(Records of labeled points)
***

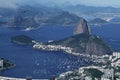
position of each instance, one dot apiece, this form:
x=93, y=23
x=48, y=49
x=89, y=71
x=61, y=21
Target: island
x=98, y=21
x=22, y=39
x=81, y=42
x=6, y=64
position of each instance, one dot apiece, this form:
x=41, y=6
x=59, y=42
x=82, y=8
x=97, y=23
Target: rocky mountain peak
x=82, y=27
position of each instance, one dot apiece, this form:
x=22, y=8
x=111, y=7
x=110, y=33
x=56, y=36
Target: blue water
x=42, y=64
x=38, y=64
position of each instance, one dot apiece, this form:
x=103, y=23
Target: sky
x=15, y=3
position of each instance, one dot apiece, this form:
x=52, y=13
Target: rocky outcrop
x=82, y=27
x=19, y=21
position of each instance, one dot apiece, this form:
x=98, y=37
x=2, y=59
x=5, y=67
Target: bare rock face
x=82, y=27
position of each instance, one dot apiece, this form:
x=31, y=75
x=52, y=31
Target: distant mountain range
x=35, y=16
x=81, y=42
x=92, y=11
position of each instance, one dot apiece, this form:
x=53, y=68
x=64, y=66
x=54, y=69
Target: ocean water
x=42, y=64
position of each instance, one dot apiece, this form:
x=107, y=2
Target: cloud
x=11, y=3
x=15, y=3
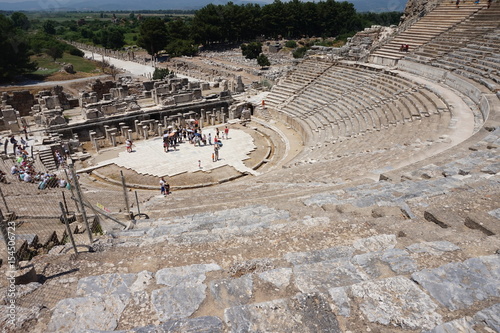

***

GOAL OF THE EXERCISE
Show every line above that contains the word "rocky". Case counts.

FULL ANSWER
Target: rocky mountain peak
Target: rocky outcrop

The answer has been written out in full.